A block of data

§ §

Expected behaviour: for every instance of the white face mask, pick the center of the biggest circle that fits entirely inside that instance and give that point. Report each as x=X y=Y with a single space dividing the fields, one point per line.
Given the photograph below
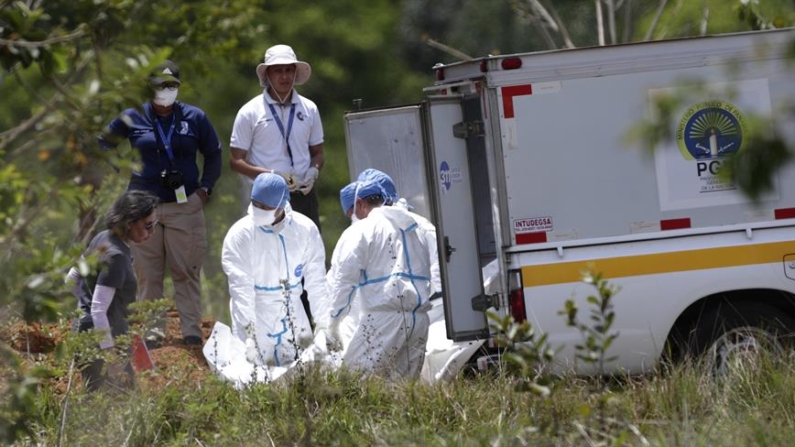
x=262 y=217
x=165 y=97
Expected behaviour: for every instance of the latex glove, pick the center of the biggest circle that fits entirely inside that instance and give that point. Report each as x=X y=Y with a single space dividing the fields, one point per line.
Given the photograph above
x=116 y=370
x=333 y=339
x=309 y=180
x=292 y=184
x=252 y=354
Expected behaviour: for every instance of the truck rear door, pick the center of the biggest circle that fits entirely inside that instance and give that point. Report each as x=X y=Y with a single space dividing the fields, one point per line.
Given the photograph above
x=452 y=197
x=391 y=140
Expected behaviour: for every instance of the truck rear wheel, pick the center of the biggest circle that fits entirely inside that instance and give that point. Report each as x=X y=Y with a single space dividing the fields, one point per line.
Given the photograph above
x=738 y=335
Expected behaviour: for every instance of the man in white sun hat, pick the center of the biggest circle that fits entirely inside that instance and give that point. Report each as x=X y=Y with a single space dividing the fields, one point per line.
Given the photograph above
x=280 y=132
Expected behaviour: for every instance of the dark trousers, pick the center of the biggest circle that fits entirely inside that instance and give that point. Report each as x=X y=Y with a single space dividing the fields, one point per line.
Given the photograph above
x=306 y=205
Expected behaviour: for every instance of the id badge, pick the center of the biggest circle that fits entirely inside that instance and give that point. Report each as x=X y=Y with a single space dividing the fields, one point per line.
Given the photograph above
x=181 y=196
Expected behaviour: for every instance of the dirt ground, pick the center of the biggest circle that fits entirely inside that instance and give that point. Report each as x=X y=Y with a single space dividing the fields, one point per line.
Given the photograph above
x=173 y=361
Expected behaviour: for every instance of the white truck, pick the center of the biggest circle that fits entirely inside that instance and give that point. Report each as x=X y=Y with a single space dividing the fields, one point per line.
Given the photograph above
x=521 y=161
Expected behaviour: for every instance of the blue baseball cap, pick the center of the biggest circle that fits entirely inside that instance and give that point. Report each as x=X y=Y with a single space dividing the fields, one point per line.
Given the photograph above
x=388 y=188
x=270 y=190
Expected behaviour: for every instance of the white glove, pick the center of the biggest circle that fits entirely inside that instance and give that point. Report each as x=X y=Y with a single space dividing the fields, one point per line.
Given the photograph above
x=292 y=184
x=333 y=339
x=252 y=355
x=309 y=180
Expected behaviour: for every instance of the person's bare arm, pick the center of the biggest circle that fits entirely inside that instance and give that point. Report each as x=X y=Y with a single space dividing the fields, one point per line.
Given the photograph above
x=316 y=154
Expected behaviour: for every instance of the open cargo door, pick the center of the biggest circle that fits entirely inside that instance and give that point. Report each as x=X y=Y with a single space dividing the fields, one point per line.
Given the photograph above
x=391 y=140
x=459 y=257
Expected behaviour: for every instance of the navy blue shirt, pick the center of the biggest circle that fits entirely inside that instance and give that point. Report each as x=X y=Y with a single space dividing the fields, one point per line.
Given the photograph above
x=192 y=132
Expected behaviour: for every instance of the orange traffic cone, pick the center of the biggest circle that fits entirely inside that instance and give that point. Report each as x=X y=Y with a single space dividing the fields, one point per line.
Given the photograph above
x=141 y=359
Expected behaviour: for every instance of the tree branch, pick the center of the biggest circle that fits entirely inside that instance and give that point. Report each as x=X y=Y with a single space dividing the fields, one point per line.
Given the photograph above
x=554 y=20
x=600 y=27
x=43 y=43
x=447 y=49
x=611 y=20
x=655 y=20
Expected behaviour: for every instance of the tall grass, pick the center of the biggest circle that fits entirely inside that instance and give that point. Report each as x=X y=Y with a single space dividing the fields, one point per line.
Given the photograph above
x=682 y=407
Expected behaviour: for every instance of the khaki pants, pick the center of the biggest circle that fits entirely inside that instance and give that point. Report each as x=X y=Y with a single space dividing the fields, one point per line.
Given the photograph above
x=179 y=241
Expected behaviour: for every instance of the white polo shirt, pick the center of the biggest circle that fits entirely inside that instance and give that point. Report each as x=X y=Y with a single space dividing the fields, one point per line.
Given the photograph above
x=257 y=131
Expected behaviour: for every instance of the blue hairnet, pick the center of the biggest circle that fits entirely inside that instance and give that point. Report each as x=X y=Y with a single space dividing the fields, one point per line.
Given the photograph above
x=270 y=190
x=369 y=188
x=347 y=196
x=389 y=190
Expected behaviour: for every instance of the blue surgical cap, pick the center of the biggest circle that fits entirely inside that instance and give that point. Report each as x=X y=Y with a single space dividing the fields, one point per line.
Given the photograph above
x=270 y=190
x=347 y=196
x=370 y=188
x=389 y=191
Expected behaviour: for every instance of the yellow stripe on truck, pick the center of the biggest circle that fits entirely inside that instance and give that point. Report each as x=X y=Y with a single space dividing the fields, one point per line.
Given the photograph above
x=651 y=264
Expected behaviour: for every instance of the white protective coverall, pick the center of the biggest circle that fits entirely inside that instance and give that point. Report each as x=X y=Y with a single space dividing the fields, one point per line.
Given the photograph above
x=265 y=266
x=381 y=270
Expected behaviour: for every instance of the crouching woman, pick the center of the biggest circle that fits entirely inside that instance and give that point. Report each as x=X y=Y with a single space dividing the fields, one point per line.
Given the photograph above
x=105 y=296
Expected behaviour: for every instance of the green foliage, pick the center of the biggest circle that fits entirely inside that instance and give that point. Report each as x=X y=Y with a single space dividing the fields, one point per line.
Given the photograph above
x=526 y=353
x=597 y=332
x=19 y=406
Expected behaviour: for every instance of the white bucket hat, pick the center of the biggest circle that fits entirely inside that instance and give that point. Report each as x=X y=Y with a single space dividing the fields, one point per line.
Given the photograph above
x=283 y=55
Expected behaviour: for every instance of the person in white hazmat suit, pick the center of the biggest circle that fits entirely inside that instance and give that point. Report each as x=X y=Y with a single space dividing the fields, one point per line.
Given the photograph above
x=381 y=270
x=267 y=255
x=393 y=198
x=443 y=357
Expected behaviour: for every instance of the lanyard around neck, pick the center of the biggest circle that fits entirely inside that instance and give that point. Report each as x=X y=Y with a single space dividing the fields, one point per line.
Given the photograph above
x=166 y=138
x=281 y=127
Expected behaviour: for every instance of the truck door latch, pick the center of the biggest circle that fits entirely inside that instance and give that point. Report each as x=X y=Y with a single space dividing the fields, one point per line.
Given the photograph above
x=482 y=303
x=448 y=249
x=467 y=129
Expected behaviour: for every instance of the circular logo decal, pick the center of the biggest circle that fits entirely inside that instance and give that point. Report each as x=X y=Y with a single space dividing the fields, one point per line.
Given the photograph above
x=444 y=175
x=711 y=129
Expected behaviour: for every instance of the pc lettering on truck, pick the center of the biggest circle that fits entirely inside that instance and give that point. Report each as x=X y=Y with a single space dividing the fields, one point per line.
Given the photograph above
x=522 y=163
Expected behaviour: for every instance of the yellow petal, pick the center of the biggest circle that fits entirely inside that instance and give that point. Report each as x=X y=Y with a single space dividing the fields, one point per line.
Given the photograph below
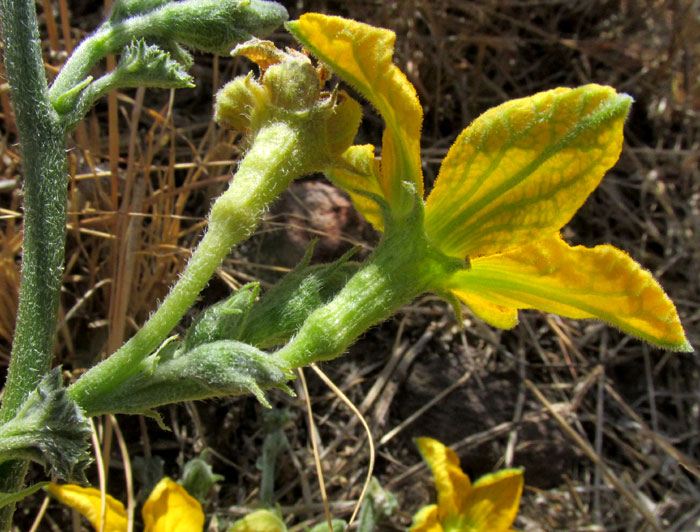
x=578 y=282
x=358 y=176
x=362 y=56
x=451 y=483
x=426 y=520
x=522 y=169
x=170 y=508
x=88 y=502
x=493 y=501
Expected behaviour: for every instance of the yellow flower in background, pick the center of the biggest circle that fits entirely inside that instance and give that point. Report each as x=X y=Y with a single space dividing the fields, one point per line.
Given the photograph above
x=169 y=508
x=488 y=505
x=509 y=183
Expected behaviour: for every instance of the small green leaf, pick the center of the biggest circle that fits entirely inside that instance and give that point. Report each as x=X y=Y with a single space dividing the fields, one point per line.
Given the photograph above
x=147 y=65
x=49 y=428
x=225 y=320
x=338 y=526
x=12 y=498
x=378 y=505
x=198 y=478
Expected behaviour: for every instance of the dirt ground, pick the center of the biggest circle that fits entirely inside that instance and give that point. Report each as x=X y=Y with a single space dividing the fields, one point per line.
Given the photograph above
x=576 y=403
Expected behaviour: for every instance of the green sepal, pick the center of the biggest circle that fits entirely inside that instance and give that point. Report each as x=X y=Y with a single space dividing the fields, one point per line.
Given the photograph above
x=217 y=369
x=12 y=498
x=225 y=320
x=148 y=65
x=51 y=429
x=338 y=526
x=282 y=311
x=214 y=26
x=198 y=478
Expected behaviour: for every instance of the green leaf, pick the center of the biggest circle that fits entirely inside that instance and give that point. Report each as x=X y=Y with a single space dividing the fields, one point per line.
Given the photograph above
x=225 y=320
x=12 y=498
x=198 y=478
x=49 y=428
x=217 y=369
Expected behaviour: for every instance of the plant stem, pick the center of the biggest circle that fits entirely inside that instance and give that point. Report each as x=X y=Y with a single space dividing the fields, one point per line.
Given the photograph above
x=404 y=265
x=42 y=141
x=265 y=171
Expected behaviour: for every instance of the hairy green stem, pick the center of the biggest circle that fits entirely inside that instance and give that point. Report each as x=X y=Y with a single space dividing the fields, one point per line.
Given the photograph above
x=44 y=171
x=265 y=171
x=404 y=265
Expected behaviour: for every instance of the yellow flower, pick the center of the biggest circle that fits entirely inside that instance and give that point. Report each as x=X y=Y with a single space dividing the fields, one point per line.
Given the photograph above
x=488 y=505
x=169 y=508
x=509 y=183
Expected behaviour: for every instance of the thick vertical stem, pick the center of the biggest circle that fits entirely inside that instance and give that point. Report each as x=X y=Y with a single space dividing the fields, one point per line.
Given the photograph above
x=265 y=171
x=44 y=167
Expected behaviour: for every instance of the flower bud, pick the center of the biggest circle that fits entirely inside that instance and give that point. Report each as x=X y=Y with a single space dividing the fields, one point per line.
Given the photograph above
x=237 y=102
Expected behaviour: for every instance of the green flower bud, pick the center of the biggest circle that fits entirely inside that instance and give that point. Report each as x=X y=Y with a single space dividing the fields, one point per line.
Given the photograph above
x=237 y=102
x=293 y=84
x=290 y=91
x=259 y=521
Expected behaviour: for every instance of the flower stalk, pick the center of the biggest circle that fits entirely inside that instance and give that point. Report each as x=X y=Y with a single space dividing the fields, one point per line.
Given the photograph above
x=45 y=188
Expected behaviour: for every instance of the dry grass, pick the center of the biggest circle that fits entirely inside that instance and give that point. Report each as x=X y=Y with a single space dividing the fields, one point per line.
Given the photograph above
x=607 y=428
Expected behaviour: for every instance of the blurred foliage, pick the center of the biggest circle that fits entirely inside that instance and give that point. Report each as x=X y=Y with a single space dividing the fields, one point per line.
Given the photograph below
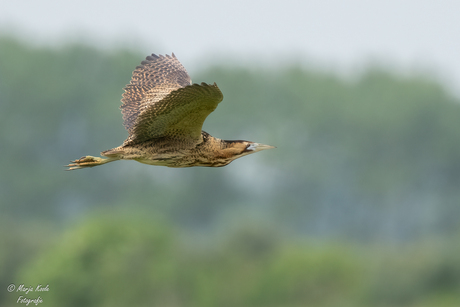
x=119 y=260
x=358 y=205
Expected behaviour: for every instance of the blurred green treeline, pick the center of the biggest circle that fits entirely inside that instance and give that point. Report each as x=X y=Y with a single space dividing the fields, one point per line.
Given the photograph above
x=358 y=205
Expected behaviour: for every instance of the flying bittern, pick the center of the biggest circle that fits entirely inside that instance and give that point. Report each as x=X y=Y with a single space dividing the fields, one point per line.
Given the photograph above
x=163 y=113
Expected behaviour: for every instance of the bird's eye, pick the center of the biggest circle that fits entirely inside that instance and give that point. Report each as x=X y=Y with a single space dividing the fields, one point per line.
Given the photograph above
x=249 y=147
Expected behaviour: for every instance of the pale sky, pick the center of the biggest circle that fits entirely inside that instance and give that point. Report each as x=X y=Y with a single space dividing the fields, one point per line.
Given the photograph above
x=330 y=33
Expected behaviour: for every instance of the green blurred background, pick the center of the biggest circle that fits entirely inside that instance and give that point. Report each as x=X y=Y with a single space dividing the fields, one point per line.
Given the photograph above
x=357 y=206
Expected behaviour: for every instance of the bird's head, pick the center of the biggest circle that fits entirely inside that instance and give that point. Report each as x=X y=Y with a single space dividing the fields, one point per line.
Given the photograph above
x=237 y=149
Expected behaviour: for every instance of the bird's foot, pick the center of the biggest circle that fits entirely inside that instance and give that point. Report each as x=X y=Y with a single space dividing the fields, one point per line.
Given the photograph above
x=87 y=161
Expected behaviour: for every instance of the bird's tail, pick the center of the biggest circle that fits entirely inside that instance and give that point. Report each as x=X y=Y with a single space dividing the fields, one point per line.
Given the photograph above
x=90 y=161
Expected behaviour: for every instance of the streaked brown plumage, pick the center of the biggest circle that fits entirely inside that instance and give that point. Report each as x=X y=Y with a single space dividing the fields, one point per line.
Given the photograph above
x=163 y=113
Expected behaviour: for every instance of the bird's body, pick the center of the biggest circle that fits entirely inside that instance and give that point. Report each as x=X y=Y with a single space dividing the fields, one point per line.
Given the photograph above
x=163 y=113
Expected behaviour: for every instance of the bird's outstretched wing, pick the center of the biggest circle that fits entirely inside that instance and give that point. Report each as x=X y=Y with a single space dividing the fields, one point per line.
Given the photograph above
x=180 y=115
x=152 y=81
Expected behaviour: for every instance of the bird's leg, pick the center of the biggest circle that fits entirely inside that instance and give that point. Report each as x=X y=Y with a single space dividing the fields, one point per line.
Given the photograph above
x=87 y=161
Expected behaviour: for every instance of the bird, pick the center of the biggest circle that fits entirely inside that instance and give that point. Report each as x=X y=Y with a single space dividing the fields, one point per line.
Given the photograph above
x=163 y=112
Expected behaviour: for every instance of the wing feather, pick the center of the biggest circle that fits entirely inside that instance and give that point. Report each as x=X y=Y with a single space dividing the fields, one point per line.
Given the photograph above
x=153 y=80
x=180 y=115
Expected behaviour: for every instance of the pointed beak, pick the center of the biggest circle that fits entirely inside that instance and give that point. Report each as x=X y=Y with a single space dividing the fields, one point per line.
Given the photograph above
x=258 y=147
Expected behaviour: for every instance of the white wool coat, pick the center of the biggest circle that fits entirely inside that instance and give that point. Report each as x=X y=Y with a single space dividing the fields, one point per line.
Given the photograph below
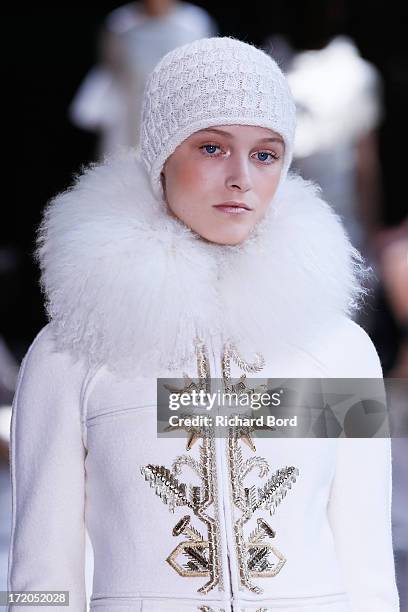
x=128 y=288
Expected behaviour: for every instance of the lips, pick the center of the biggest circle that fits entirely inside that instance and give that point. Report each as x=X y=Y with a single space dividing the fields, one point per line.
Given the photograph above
x=232 y=206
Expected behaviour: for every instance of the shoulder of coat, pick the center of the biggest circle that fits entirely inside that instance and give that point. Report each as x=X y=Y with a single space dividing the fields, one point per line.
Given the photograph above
x=350 y=352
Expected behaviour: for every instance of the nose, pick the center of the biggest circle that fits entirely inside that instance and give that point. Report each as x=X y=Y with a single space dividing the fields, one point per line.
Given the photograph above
x=238 y=176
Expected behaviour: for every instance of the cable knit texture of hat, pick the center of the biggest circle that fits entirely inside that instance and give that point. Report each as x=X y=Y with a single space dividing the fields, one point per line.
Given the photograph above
x=212 y=81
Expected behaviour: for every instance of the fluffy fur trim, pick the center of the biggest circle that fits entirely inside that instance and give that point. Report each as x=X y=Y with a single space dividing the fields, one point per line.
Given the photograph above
x=130 y=286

§ §

-- AIM OF THE TASK --
Every line from the one containing "Expected behaviour: for every instance of the cable" through the last line of the entries must be written out verbatim, and no other line.

-- SOLUTION FOR THIS PROBLEM --
Expected behaviour: for every instance of the cable knit texture of hat, pick the center of the biggest circle that fits entirely inside that instance and give that point. Report each as x=X y=Y with a single space dividing the fields, one point per line.
Given the photograph above
x=212 y=81
Expected behaviour: for every instance of the fluffy fur trim, pick the center of the biggest circle that fits entirely inside that instance and give that point. Report each as x=X y=Y with a single space dividing the fields, one point per line.
Given the photograph above
x=130 y=286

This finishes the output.